* **Given passage**
---

2

I have a data frame of a few columns, the last one is called a Filename. This is how it looks like.

    Product Company Filename
       …        …       mg-tvd_bmmh_20170930.csv
       …        …       mg-tvd_bmmh_2016_06_13.csv
       …        …       …

I am trying to write a short script in R which takes dates from a filename and transforms it into a new column which I call a Date. So a new data frame would look like this:

     Product    Company   Date          Filename
       …          …       09/30/2017    mg-tvd_bmmh_20170930.csv
       …          …       16/13/2017    mg-tvd_bmmh_2016_06_13.csv
       …          …        …                …   

This is a relevant piece of my script.

   df <- mutate(df, Date <- grep(pattern = "(\d{4})_?(\d{2})_?
   (\d{1,2})", df$Filename, value = TRUE))
   ddf$Date <- as.Date(Date,format = "%m/%d/%y")

Any advice why I can't get it working?

I am getting these errors:

 Error: '\d' is an unrecognized escape in character string starting ""(\d"
 Error in as.Date(Date, format = "%m/%d/%y") :
   object 'Date' not found
oguz ismail
  • 1
  • 16
  • 47
  • 69
Lina Linutina
  • 363
  • 1
  • 2
  • 17
  • where is it erroring? it looks like your date format line should be ddf$Date <- as.Date(Date,format = "%Y%m%d") – Preston Oct 17 '17 at 12:15
  • > Error: '\d' is an unrecognized escape in character string starting ""(\d" > Error in as.Date(Date, format = "%m/%d/%y") : object 'Date' not found – Lina Linutina Oct 17 '17 at 15:04

3 Answers3

3

You can use this command:

transform(df, Date = as.Date(sub(".*\\D(\\d{4})_?(\\d{2})_?(\\d{1,2}).*",
                                 "\\1\\2\\3", Filename), "%Y%m%d"))
Sven Hohenstein
  • 80,497
  • 17
  • 145
  • 168
1

You are getting the error because instead of:

ddf$Date <- as.Date(Date,format = "%m/%d/%y")

you should have:

df$Date <- as.Date(df$Date,format = "%Y/%m/%d")

or:

df %>%
  mutate(Date = as.Date(df$Date,format = "%Y/%m/%d"))

The incorrect specification of format = "%m/%d/%y" would give you NA values in Date while the incorrect reference of as.Date(Date, ... would throw you the error.

---

* **Required action 1**
In the R date thread, what is the name of the last column in the data frame?
* **Required action 2**
Rewrite the part of the R date thread that begins at the words "You are getting" and stops after "you the error.", substituting "missing values" for "NA values".

* **Dataset content**
---

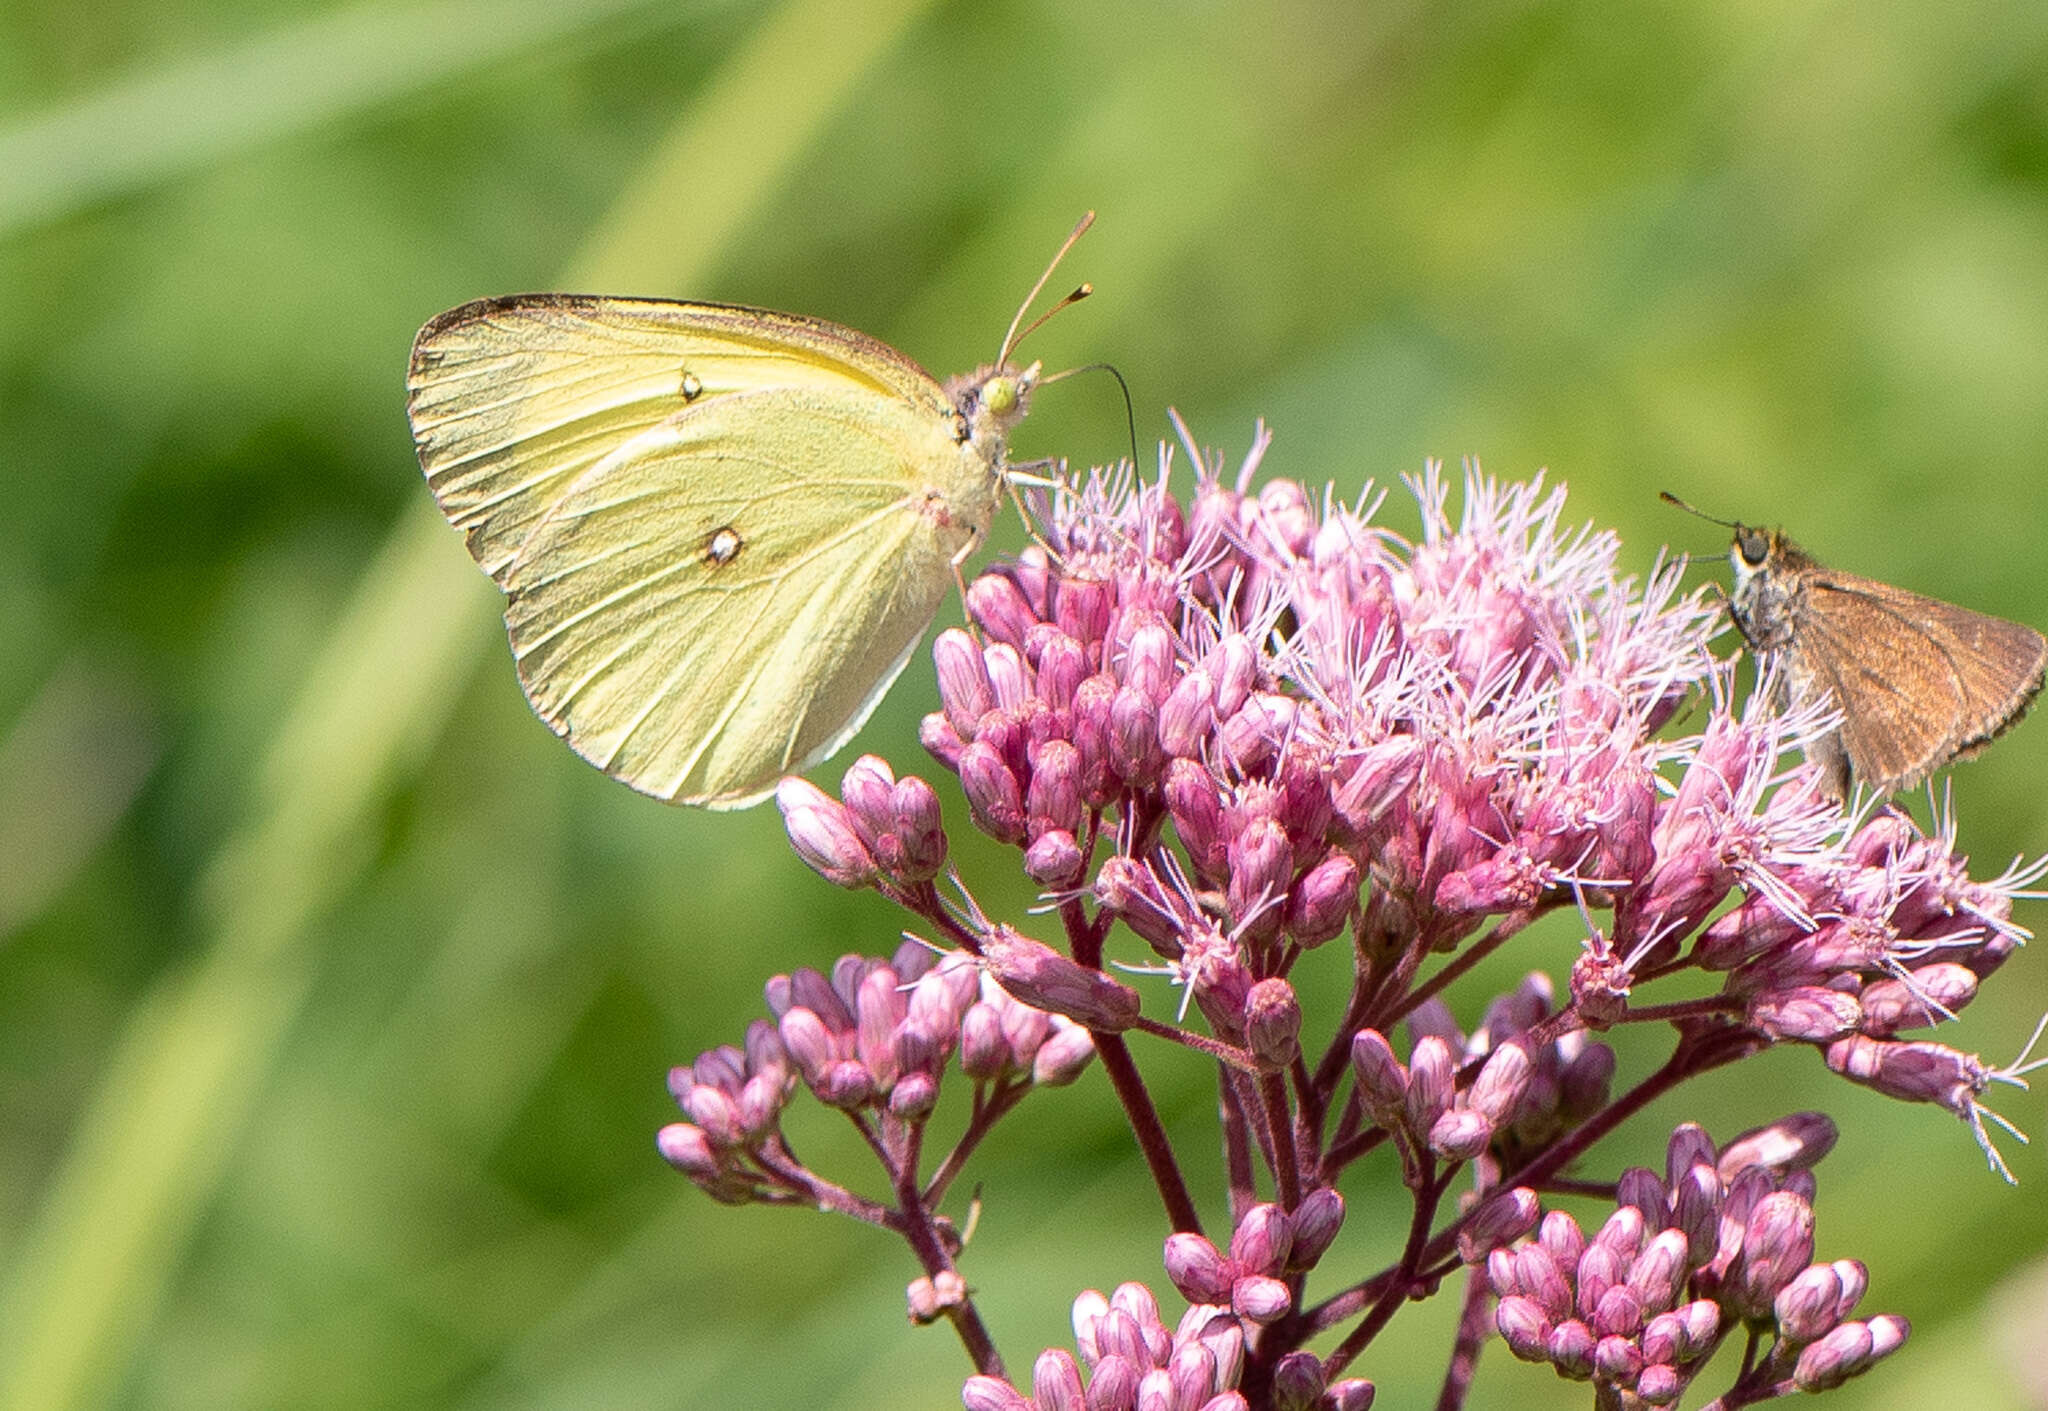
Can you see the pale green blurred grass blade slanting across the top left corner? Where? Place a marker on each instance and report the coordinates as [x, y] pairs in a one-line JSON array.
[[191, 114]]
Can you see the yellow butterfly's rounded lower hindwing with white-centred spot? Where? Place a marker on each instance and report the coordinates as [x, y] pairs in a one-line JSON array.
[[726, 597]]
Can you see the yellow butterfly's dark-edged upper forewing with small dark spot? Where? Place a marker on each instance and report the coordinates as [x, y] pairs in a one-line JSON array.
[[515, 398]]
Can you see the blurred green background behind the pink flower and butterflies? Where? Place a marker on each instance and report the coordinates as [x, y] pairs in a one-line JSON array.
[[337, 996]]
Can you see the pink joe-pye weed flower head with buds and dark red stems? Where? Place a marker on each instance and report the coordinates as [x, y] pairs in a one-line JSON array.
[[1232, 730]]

---

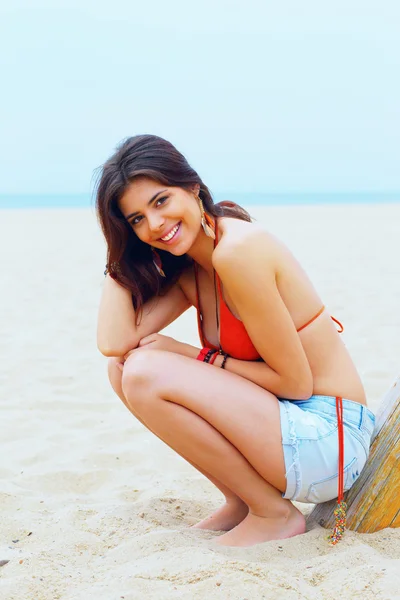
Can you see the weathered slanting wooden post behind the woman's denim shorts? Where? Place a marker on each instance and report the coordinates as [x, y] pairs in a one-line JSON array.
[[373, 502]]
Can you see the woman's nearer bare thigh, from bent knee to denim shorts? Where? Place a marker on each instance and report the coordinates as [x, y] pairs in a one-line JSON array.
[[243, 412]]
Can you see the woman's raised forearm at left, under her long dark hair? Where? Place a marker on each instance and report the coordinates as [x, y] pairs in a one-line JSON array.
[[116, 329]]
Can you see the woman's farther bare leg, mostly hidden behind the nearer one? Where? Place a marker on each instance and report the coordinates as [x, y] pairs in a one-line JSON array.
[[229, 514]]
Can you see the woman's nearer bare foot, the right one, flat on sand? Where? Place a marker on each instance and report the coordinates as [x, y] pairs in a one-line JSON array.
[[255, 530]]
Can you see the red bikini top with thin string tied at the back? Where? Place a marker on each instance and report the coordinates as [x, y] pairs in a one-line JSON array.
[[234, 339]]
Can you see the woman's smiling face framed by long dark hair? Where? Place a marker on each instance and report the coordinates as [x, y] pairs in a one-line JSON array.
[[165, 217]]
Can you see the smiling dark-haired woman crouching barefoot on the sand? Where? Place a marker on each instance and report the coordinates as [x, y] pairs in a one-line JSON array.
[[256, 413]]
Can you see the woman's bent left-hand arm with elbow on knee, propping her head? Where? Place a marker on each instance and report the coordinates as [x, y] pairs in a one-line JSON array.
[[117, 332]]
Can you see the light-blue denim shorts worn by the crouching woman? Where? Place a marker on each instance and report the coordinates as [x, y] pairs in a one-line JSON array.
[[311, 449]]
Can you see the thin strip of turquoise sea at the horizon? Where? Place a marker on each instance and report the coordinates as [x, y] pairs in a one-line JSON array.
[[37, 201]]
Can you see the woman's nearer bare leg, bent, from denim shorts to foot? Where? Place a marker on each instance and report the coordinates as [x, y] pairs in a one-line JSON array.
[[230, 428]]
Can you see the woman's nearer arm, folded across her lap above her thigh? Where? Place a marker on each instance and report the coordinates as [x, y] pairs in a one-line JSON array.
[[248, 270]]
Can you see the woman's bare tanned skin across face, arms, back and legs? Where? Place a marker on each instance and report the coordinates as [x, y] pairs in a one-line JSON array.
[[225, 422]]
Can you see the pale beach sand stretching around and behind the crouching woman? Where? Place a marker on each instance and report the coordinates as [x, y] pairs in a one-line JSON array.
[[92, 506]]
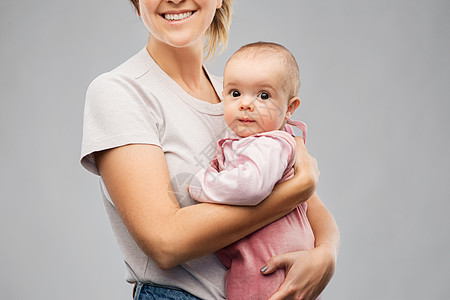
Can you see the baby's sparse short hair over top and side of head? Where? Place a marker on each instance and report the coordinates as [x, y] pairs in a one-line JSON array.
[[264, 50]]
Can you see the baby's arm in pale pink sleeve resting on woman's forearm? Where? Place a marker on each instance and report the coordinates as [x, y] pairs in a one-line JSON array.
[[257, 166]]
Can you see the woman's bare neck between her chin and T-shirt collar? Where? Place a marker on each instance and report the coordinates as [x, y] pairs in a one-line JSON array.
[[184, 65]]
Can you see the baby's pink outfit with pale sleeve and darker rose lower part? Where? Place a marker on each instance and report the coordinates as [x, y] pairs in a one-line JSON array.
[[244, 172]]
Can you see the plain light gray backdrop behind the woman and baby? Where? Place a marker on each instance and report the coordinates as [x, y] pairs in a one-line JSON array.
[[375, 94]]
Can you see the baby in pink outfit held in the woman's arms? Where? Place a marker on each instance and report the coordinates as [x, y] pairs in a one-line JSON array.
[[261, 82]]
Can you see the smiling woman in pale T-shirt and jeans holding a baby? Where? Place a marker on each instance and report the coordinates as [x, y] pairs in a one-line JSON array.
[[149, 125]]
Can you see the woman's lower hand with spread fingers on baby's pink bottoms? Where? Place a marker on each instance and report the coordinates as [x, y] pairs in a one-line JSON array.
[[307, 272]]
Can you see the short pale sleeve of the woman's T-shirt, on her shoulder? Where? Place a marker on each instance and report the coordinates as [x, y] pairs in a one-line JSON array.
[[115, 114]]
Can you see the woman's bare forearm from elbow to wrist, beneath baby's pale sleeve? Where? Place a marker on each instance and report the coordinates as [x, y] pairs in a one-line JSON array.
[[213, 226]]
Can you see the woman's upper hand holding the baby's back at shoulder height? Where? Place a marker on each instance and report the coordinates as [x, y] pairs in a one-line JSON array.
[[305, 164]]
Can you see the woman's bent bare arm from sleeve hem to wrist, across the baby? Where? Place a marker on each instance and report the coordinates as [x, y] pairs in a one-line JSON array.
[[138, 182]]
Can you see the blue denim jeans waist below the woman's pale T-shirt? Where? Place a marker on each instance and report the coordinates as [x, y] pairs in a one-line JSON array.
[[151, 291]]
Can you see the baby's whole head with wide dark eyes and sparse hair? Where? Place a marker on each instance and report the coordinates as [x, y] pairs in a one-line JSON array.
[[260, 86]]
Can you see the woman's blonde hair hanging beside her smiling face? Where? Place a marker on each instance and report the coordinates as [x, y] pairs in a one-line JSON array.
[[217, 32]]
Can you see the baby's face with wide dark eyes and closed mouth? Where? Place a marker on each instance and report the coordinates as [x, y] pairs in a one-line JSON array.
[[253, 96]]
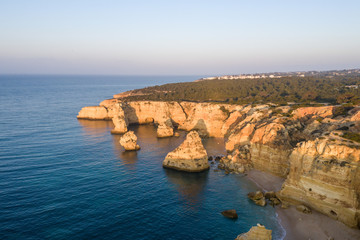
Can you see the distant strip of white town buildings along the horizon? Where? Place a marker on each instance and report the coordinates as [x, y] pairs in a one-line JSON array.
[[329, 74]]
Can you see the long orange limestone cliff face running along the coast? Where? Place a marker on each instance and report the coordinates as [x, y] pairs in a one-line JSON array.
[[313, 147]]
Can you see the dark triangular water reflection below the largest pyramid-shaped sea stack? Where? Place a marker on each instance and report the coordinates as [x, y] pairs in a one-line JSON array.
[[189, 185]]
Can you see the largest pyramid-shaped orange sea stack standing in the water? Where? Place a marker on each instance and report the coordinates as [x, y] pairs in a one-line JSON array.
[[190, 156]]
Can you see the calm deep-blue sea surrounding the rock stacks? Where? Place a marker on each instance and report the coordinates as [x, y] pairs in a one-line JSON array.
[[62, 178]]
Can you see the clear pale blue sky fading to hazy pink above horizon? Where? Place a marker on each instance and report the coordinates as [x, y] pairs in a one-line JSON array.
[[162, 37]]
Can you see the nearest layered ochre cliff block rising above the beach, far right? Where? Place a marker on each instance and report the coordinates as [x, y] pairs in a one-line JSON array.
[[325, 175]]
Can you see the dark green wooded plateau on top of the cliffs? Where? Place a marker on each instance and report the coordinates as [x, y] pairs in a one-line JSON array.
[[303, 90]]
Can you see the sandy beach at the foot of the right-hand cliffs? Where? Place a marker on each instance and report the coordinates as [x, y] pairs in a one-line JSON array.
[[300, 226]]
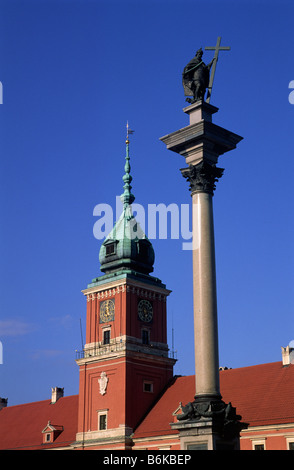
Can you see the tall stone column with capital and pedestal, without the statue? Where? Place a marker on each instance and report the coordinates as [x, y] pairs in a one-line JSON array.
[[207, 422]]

---

* **Result 1**
Filename

* **Result 2**
You are getting the error because instead of:

ddf$Date <- as.Date(Date,format = "%m/%d/%y")

you should have:

df$Date <- as.Date(df$Date,format = "%Y/%m/%d")

or:

df %>%
  mutate(Date = as.Date(df$Date,format = "%Y/%m/%d"))

The incorrect specification of format = "%m/%d/%y" would give you missing values in Date while the incorrect reference of as.Date(Date, ... would throw you the error.